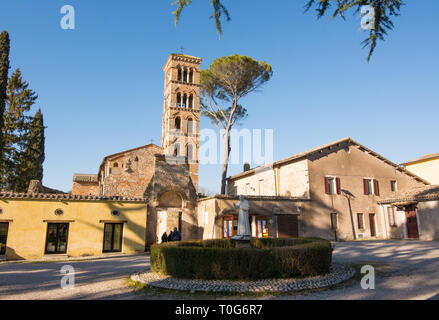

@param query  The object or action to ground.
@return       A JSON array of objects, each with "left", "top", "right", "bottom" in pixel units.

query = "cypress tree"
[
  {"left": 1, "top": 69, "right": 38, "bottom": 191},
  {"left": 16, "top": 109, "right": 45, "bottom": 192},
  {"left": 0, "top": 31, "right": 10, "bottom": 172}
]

☆ ☆ ☆

> [任务要求]:
请修改上面的数据，把其中的“cypress tree”替换为“pine tree”，其余内容一律不变。答案中不要放入图片。

> [问题解答]:
@param query  The object or action to ground.
@return       A JSON array of objects, each with "left", "top", "right", "bottom" in pixel units.

query = "pine tree"
[
  {"left": 1, "top": 69, "right": 38, "bottom": 191},
  {"left": 16, "top": 109, "right": 45, "bottom": 192},
  {"left": 0, "top": 31, "right": 10, "bottom": 172}
]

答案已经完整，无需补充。